** Study text follows **

Thank you, Steven. I have been hesitant to use that "Balance..."
metric at all, given that I couldn't explain to an end user what those
factors mean or where they come from. It would be interesting to see
how good a job it does with regard to prevalence on a larger number of
species, which is something I may do for my own edification down the
road.
I have a follow-up question, or maybe just something to ponder...
Freeman and Moisen (2008--see reference below) show that selecting a
threshold such that kappa is maximized might be the best approach for
producing a model that is unbiased in terms of prevalence, and in
terms of maximizing kappa. Obviously, we cannot calculate a true
kappa value with Maxent, given that we are not using absence data.

** End of Study text **
** Given information follows **

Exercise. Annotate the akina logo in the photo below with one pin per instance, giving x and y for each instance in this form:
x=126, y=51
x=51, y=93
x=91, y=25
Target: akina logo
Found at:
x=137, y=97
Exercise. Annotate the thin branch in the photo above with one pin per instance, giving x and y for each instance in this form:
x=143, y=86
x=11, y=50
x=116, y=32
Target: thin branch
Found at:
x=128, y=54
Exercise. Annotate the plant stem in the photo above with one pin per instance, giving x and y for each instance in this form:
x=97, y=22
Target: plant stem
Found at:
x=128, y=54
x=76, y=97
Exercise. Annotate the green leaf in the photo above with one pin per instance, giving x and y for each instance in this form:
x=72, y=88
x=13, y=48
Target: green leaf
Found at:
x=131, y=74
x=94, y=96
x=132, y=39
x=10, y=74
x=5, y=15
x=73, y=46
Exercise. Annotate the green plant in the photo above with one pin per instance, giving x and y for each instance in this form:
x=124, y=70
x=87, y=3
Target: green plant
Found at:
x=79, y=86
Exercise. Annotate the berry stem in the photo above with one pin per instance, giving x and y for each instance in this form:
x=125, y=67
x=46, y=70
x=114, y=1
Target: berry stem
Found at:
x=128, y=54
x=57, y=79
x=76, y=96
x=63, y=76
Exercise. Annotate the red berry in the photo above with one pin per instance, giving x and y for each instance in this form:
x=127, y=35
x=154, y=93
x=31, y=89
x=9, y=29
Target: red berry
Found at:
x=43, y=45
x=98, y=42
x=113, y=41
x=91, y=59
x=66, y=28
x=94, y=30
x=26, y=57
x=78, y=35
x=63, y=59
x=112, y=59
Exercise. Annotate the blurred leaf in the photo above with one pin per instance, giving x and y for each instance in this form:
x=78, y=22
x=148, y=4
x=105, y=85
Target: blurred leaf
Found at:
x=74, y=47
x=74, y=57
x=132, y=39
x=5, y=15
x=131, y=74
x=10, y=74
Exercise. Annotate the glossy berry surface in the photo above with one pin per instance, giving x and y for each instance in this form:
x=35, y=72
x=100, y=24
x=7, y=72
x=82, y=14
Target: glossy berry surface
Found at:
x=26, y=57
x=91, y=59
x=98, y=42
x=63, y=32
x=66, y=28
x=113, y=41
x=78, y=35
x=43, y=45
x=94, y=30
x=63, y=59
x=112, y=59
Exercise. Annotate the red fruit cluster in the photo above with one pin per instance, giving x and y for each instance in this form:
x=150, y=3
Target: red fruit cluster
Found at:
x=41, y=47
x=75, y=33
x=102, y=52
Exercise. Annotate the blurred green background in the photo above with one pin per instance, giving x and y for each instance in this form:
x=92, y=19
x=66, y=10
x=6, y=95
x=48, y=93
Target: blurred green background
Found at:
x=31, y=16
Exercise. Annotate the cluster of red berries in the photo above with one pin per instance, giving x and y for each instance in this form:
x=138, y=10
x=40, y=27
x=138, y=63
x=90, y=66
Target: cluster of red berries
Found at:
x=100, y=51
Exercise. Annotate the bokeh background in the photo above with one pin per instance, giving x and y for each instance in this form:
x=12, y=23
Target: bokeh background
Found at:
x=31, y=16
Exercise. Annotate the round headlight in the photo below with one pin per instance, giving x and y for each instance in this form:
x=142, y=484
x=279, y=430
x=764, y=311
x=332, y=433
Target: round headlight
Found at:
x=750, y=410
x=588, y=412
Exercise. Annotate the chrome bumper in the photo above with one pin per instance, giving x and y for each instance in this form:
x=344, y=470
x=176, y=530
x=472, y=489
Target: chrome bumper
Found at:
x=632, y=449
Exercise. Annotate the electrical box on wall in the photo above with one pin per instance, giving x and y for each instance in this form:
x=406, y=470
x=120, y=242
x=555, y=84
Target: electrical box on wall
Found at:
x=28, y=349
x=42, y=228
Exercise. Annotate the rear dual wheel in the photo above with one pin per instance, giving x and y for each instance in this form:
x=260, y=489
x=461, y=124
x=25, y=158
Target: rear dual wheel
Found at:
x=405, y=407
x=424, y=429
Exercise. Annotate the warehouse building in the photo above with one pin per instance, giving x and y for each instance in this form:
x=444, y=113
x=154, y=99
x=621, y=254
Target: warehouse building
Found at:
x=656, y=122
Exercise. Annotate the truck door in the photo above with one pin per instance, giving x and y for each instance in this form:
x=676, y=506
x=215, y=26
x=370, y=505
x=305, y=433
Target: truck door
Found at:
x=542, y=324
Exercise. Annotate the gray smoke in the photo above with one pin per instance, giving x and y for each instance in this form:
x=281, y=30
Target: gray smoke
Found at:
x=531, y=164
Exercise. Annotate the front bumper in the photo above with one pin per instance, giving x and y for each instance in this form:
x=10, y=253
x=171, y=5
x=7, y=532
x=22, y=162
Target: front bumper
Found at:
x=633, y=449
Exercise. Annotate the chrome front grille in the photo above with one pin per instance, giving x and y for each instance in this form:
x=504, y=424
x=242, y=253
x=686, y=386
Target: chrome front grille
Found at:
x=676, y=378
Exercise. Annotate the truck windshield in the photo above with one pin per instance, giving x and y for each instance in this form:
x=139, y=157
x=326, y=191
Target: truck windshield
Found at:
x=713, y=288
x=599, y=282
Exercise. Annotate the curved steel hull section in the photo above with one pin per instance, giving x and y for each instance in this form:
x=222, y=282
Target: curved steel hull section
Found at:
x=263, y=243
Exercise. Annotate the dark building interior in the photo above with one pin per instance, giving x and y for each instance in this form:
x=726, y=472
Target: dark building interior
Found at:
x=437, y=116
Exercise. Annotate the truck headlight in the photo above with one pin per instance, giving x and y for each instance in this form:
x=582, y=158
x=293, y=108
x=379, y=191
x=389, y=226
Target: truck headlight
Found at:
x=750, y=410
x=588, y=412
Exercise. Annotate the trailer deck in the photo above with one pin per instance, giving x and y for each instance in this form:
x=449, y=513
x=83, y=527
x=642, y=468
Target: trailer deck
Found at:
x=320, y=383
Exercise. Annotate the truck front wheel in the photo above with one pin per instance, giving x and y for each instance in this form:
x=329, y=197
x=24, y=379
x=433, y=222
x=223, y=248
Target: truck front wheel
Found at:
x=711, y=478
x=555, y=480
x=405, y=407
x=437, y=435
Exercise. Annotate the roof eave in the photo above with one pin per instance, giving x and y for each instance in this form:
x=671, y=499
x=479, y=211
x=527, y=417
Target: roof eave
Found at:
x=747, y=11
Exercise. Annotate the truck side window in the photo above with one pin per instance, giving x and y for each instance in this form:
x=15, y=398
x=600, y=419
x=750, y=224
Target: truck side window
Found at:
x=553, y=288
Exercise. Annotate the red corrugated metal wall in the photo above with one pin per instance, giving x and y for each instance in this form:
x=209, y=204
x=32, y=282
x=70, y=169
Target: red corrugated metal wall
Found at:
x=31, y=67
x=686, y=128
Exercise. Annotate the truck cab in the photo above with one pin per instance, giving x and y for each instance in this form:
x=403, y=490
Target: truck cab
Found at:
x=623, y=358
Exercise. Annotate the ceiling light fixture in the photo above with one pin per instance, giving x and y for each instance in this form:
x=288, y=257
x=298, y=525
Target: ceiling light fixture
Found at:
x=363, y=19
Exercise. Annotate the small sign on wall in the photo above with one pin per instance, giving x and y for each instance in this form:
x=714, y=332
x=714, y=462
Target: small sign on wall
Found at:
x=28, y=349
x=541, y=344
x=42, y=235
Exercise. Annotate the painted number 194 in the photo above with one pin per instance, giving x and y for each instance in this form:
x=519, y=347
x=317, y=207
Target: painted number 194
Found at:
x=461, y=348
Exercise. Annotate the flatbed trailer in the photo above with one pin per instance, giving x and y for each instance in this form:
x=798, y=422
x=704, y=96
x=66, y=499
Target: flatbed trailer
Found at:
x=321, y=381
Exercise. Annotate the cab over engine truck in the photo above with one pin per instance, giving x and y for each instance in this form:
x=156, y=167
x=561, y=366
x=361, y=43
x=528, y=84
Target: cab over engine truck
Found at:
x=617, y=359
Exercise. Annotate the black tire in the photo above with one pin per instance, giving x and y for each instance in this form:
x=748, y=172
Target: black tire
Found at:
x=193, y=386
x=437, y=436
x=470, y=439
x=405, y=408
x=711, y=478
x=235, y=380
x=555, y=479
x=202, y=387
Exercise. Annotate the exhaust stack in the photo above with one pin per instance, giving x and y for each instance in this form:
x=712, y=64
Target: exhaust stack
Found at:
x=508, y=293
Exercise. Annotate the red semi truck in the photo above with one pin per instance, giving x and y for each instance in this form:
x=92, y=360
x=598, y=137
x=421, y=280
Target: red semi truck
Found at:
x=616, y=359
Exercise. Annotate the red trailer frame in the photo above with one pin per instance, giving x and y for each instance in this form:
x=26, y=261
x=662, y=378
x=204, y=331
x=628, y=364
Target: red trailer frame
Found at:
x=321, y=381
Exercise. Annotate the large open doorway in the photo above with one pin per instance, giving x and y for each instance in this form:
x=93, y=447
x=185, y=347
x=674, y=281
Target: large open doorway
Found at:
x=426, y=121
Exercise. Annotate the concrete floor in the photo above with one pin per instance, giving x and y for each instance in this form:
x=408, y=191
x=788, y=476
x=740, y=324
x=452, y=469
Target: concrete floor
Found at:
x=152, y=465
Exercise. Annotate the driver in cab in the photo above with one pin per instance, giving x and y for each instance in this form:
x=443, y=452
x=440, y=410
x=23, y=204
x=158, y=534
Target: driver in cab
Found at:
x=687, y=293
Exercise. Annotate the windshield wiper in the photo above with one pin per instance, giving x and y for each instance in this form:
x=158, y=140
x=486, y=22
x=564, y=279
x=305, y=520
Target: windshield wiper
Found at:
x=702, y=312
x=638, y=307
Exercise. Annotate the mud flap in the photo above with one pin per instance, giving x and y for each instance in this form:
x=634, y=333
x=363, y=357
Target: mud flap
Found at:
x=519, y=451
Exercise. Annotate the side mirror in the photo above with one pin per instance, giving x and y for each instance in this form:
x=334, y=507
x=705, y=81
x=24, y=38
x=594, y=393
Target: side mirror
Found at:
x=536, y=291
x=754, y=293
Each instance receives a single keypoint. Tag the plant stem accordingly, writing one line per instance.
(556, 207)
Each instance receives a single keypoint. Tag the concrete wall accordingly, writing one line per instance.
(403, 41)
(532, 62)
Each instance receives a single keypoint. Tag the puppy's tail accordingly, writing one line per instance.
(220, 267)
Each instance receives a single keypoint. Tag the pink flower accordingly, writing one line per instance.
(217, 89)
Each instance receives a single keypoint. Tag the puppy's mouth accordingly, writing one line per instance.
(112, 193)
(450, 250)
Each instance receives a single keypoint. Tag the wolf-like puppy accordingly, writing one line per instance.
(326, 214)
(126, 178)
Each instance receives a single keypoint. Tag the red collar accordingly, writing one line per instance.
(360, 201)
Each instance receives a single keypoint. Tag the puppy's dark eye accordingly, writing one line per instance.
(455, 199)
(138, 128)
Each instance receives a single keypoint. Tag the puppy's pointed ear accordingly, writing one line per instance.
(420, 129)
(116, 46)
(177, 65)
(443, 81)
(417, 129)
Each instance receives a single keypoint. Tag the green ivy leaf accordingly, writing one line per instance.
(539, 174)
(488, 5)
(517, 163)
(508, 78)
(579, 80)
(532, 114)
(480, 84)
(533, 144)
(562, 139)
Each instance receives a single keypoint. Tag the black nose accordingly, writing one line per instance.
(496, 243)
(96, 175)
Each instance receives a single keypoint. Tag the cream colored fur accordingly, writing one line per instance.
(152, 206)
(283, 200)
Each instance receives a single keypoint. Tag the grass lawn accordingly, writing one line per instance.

** End of Given information **

- [Assigned task]: Write the next part of the forum post about Maxent thresholds and kappa, picking up after its final sentence. The records aren't needed for this work.

- [Written response]:
However, another metric that has been suggested for model accuracy
assessment--True Skill Statistic (TSS; Allouche et al. 2006)--can be
calculated using sensitivity and the pseudo-specificity produced by
Maxent. This metric is suggested as being preferable to kappa, since
it's less affected by differences in prevalence. Functionally (unless
I'm mistaken), maximizing TSS selects the same threshold as "Maximum
sensitivity plus specificity," so one might expect that this metric
would have been shown in Freeman & Moisen to be among the least
biased. This is not the case; in fact, it appears that MaxSens+Spec
is among the worst thresholding metrics with regard to minimizing bias
in predicted prevalence and maximizing kappa. Granted, they were
using a different algorithm, and were using true specificity, so that
surely plays a role.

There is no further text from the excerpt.